*Written problem:*
Please reproduce, word for word, the records below, starting with the line that contains "Where can the tree" and going on through the line that contains "point(354, 63)". Include both of those lines and nothing outside them.

*Excerpted records:*
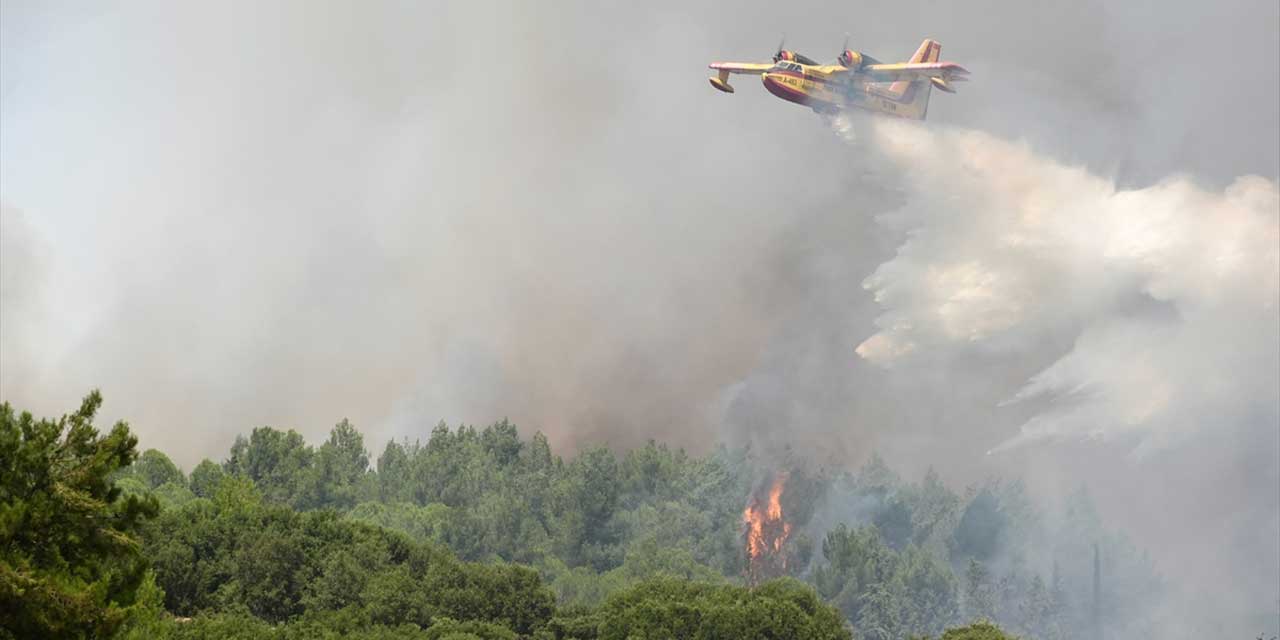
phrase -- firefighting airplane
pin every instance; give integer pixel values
(854, 80)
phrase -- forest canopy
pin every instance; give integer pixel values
(479, 533)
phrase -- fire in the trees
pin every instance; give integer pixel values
(766, 533)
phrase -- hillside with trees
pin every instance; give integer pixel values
(484, 533)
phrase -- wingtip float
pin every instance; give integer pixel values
(855, 80)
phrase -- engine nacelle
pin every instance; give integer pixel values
(791, 56)
(850, 59)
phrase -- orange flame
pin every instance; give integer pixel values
(767, 531)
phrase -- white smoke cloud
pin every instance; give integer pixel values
(1170, 291)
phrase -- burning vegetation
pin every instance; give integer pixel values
(766, 533)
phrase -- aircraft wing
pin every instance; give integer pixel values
(721, 78)
(906, 72)
(753, 68)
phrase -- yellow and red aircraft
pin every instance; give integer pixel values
(855, 80)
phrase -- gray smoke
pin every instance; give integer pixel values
(284, 214)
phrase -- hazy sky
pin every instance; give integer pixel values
(291, 213)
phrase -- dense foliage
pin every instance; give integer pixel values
(69, 562)
(478, 533)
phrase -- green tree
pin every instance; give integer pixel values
(979, 594)
(69, 563)
(155, 469)
(205, 478)
(279, 464)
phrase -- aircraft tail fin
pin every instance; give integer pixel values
(915, 94)
(928, 51)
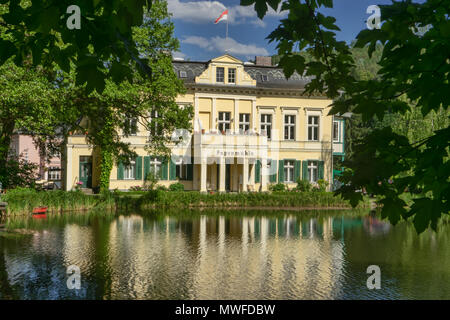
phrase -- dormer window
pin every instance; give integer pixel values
(220, 74)
(231, 75)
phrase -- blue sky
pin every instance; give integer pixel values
(201, 39)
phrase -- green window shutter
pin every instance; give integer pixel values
(281, 171)
(146, 166)
(273, 168)
(320, 169)
(190, 169)
(120, 171)
(258, 171)
(164, 167)
(305, 170)
(172, 169)
(297, 166)
(138, 168)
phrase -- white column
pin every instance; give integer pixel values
(236, 115)
(252, 173)
(222, 175)
(203, 175)
(254, 116)
(196, 115)
(213, 115)
(264, 174)
(245, 175)
(69, 168)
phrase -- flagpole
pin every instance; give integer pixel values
(226, 34)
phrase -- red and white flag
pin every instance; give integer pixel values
(223, 16)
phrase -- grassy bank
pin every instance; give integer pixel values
(181, 199)
(22, 201)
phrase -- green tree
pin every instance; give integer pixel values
(413, 71)
(38, 28)
(142, 98)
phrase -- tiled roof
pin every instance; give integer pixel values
(266, 77)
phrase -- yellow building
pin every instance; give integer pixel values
(252, 128)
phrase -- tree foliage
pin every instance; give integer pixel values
(38, 28)
(413, 75)
(41, 94)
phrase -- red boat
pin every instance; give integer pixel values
(40, 210)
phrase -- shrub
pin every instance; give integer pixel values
(136, 188)
(176, 187)
(322, 185)
(161, 188)
(151, 180)
(303, 185)
(277, 187)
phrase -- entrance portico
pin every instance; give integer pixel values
(228, 162)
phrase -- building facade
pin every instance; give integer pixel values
(48, 172)
(252, 127)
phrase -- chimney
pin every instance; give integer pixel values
(263, 61)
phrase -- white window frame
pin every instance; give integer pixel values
(233, 77)
(182, 169)
(289, 125)
(263, 125)
(289, 167)
(314, 125)
(130, 125)
(153, 126)
(338, 137)
(154, 164)
(222, 123)
(217, 74)
(54, 174)
(244, 123)
(313, 166)
(129, 172)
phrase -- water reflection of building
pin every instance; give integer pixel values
(270, 252)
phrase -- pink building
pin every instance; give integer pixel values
(48, 173)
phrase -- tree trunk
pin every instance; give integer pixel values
(5, 142)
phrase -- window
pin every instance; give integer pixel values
(313, 171)
(289, 171)
(244, 122)
(231, 75)
(289, 127)
(224, 121)
(155, 167)
(220, 74)
(336, 135)
(154, 128)
(266, 125)
(313, 128)
(130, 171)
(181, 170)
(130, 127)
(54, 174)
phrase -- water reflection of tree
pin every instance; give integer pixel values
(6, 291)
(416, 267)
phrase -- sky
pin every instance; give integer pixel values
(201, 39)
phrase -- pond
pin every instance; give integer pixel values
(222, 255)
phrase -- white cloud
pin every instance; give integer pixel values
(178, 55)
(209, 11)
(226, 45)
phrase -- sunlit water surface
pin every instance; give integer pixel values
(225, 255)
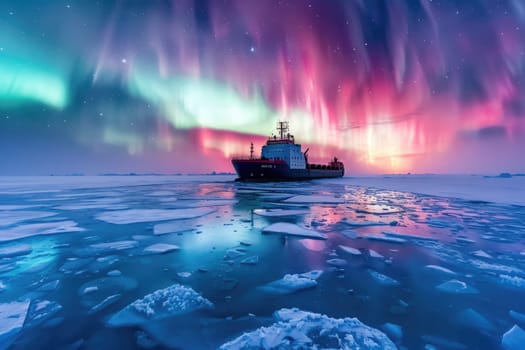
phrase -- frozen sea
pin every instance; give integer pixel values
(191, 262)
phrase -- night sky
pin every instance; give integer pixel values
(181, 86)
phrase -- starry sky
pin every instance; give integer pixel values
(181, 86)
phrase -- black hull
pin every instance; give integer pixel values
(258, 170)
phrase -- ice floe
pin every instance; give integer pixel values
(12, 318)
(40, 229)
(350, 250)
(374, 254)
(382, 238)
(383, 279)
(173, 227)
(440, 269)
(105, 303)
(131, 216)
(160, 248)
(337, 262)
(513, 339)
(297, 329)
(15, 250)
(292, 283)
(114, 246)
(13, 217)
(252, 260)
(512, 281)
(456, 287)
(40, 311)
(517, 316)
(394, 331)
(280, 212)
(314, 199)
(472, 319)
(286, 228)
(167, 302)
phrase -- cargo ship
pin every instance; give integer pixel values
(283, 160)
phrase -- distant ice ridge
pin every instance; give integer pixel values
(297, 329)
(132, 216)
(170, 301)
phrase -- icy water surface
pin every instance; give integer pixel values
(195, 264)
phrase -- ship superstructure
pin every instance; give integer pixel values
(282, 159)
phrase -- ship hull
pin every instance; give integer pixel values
(267, 170)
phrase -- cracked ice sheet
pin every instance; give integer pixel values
(47, 228)
(297, 329)
(131, 216)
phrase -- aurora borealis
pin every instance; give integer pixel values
(181, 86)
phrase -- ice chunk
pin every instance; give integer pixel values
(173, 227)
(472, 319)
(513, 339)
(378, 209)
(383, 279)
(49, 286)
(373, 237)
(293, 283)
(105, 303)
(131, 216)
(394, 331)
(281, 212)
(252, 260)
(512, 281)
(170, 301)
(364, 223)
(443, 343)
(374, 254)
(234, 253)
(15, 250)
(160, 248)
(114, 273)
(40, 311)
(440, 269)
(482, 254)
(297, 329)
(456, 287)
(314, 199)
(73, 265)
(96, 291)
(495, 267)
(116, 245)
(46, 228)
(286, 228)
(350, 250)
(12, 318)
(13, 217)
(337, 262)
(517, 316)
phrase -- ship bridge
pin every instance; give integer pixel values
(283, 147)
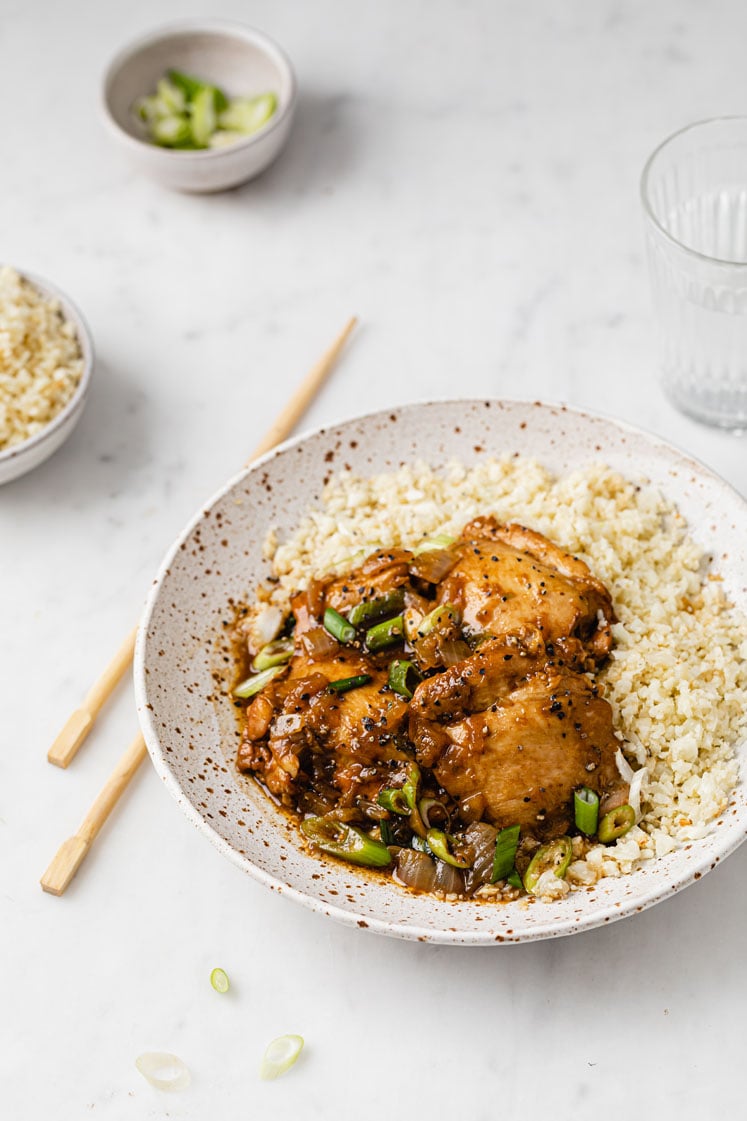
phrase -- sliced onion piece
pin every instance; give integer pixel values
(163, 1071)
(624, 767)
(634, 796)
(280, 1055)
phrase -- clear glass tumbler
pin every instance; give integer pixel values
(694, 197)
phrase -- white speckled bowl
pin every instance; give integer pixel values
(190, 726)
(238, 59)
(21, 457)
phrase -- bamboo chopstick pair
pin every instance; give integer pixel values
(72, 852)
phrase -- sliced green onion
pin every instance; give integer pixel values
(344, 684)
(280, 1055)
(505, 858)
(368, 611)
(219, 980)
(426, 806)
(386, 633)
(412, 785)
(586, 809)
(163, 1071)
(393, 798)
(440, 542)
(274, 654)
(171, 131)
(338, 626)
(440, 844)
(191, 87)
(256, 684)
(248, 114)
(617, 823)
(552, 858)
(403, 675)
(444, 613)
(387, 834)
(342, 840)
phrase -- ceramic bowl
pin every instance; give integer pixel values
(188, 723)
(21, 457)
(238, 59)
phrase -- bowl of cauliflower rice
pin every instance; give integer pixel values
(46, 361)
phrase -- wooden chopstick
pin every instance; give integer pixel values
(80, 722)
(73, 851)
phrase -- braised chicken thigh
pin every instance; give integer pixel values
(427, 702)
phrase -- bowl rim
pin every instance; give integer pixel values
(233, 28)
(72, 313)
(607, 911)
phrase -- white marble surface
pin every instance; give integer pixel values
(462, 176)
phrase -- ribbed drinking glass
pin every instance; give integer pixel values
(694, 197)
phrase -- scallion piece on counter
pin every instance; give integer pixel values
(256, 684)
(440, 844)
(280, 1055)
(219, 980)
(386, 633)
(616, 823)
(342, 840)
(346, 684)
(552, 858)
(338, 626)
(505, 858)
(403, 677)
(275, 654)
(368, 611)
(586, 809)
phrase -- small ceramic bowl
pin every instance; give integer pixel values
(238, 59)
(21, 457)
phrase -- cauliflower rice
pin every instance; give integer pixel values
(40, 360)
(676, 678)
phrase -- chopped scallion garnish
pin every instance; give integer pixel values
(338, 626)
(552, 858)
(368, 611)
(274, 654)
(445, 613)
(403, 677)
(586, 811)
(342, 840)
(440, 542)
(441, 845)
(386, 633)
(505, 858)
(616, 823)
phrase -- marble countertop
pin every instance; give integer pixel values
(463, 177)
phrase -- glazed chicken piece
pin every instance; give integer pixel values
(510, 735)
(380, 574)
(509, 578)
(297, 726)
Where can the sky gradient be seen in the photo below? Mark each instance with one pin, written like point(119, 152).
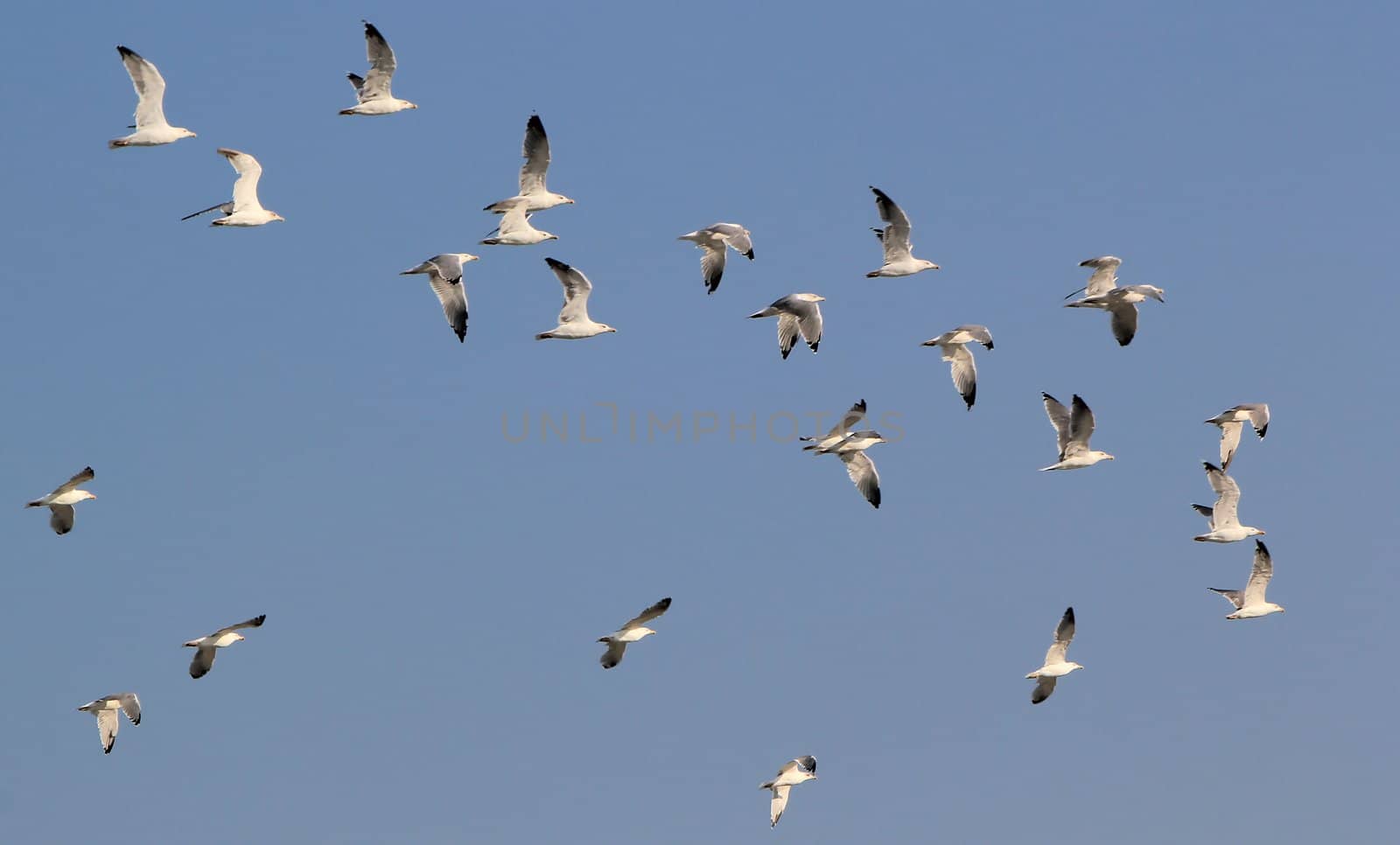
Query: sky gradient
point(282, 424)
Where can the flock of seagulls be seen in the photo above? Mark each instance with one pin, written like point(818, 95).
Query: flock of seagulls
point(798, 317)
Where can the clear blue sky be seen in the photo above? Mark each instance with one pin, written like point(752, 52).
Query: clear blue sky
point(280, 424)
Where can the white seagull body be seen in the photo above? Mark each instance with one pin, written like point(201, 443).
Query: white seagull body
point(151, 129)
point(630, 632)
point(62, 499)
point(105, 711)
point(574, 322)
point(954, 346)
point(206, 646)
point(900, 258)
point(1073, 431)
point(536, 150)
point(444, 273)
point(1054, 667)
point(1224, 516)
point(1119, 301)
point(1250, 602)
point(1232, 422)
point(791, 774)
point(713, 241)
point(797, 314)
point(373, 88)
point(245, 209)
point(515, 228)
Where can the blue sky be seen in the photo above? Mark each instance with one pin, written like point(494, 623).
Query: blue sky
point(280, 424)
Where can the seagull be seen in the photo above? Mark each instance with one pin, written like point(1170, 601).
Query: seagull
point(536, 150)
point(1232, 422)
point(1119, 301)
point(206, 646)
point(1073, 431)
point(1224, 516)
point(105, 711)
point(795, 312)
point(630, 632)
point(900, 259)
point(837, 434)
point(791, 774)
point(373, 88)
point(713, 240)
point(515, 228)
point(62, 499)
point(573, 319)
point(244, 209)
point(850, 446)
point(151, 129)
point(1056, 665)
point(1250, 604)
point(954, 346)
point(445, 276)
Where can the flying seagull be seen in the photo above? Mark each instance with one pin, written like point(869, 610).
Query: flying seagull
point(62, 499)
point(1073, 431)
point(791, 774)
point(445, 276)
point(536, 150)
point(515, 228)
point(795, 312)
point(105, 711)
point(206, 646)
point(900, 259)
point(151, 129)
point(630, 632)
point(954, 346)
point(1232, 422)
point(850, 446)
point(244, 209)
point(833, 438)
point(1250, 602)
point(1224, 516)
point(573, 319)
point(1119, 301)
point(1056, 667)
point(373, 88)
point(713, 241)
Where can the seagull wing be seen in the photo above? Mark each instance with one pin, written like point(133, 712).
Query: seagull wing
point(965, 371)
point(62, 520)
point(1259, 576)
point(1105, 275)
point(1229, 441)
point(1060, 419)
point(254, 623)
point(1082, 422)
point(245, 189)
point(107, 726)
point(646, 616)
point(1227, 506)
point(861, 471)
point(150, 88)
point(1063, 634)
point(72, 483)
point(1124, 321)
point(536, 150)
point(895, 237)
point(576, 291)
point(711, 263)
point(202, 662)
point(1236, 597)
point(382, 65)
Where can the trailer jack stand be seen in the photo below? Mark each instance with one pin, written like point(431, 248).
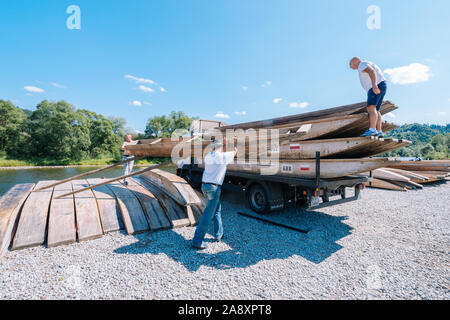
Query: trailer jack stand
point(273, 222)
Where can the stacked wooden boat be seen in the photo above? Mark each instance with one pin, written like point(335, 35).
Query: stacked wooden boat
point(31, 215)
point(334, 132)
point(407, 175)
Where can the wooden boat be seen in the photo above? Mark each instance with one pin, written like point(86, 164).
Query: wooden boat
point(309, 116)
point(329, 168)
point(382, 184)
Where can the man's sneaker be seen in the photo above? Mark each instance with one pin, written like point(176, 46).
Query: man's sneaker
point(370, 133)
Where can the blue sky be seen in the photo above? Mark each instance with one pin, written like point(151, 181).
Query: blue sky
point(229, 60)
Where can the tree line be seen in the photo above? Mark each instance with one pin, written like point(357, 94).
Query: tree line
point(58, 131)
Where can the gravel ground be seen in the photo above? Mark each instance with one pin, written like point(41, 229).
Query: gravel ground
point(388, 245)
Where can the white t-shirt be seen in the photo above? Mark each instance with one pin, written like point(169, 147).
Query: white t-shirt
point(364, 76)
point(216, 166)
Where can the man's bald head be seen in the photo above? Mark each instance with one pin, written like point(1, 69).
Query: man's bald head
point(354, 63)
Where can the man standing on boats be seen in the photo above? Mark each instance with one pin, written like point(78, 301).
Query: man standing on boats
point(127, 167)
point(374, 82)
point(215, 168)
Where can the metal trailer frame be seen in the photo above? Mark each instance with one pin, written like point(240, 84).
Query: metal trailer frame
point(312, 190)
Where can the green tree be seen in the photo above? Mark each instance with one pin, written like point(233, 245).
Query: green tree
point(12, 120)
point(104, 141)
point(164, 126)
point(58, 132)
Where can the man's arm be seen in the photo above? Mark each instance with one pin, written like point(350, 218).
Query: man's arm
point(373, 78)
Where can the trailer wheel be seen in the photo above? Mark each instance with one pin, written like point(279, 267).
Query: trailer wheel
point(258, 199)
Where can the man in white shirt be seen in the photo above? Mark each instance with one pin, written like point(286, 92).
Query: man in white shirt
point(374, 82)
point(213, 176)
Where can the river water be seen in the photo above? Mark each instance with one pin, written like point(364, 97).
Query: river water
point(8, 178)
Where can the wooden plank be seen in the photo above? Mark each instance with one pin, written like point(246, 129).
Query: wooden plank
point(381, 184)
point(10, 205)
point(386, 107)
point(155, 214)
point(133, 215)
point(176, 213)
point(32, 227)
point(172, 185)
point(108, 207)
point(89, 225)
point(329, 168)
point(61, 222)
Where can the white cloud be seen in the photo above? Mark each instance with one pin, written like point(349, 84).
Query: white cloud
point(390, 115)
point(300, 105)
point(139, 80)
point(145, 89)
point(222, 115)
point(414, 73)
point(277, 100)
point(136, 103)
point(33, 89)
point(57, 85)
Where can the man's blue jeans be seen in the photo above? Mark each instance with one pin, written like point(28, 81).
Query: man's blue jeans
point(212, 211)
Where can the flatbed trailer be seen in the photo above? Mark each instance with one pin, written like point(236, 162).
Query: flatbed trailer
point(266, 193)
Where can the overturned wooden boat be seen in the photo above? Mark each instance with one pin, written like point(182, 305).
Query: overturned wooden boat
point(29, 219)
point(329, 168)
point(426, 165)
point(382, 184)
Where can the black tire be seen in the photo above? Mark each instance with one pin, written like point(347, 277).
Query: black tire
point(258, 199)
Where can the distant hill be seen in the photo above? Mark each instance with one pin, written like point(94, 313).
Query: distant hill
point(429, 141)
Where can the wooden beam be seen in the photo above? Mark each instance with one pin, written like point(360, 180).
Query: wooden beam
point(89, 173)
point(118, 178)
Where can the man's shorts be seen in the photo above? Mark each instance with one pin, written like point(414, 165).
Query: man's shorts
point(377, 100)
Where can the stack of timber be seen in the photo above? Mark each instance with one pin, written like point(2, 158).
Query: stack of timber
point(32, 216)
point(335, 133)
point(408, 175)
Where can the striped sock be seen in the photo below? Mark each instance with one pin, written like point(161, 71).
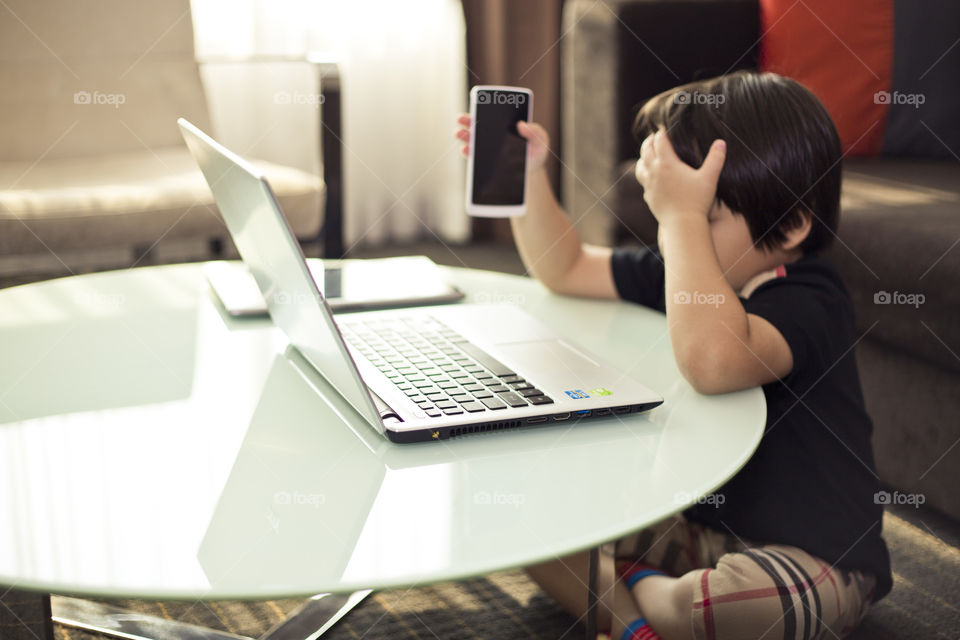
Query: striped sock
point(633, 572)
point(639, 630)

*The output:*
Where can the tree line be seen in the photo above? Mark each instance with one pin, written like point(357, 94).
Query: tree line
point(58, 131)
Where can the gravel ground be seen in the photo above? Mark each instance with one pin, written like point(41, 229).
Query: gravel ground
point(388, 245)
Where can the white t-shirt be seen in the photo above? Mark each instance with one pin, written like point(169, 147).
Query: white t-shirt
point(364, 76)
point(216, 166)
Where can the man's bald head be seen in the photo above? Mark each instance with one pin, written like point(1, 69).
Query: man's bald head
point(354, 63)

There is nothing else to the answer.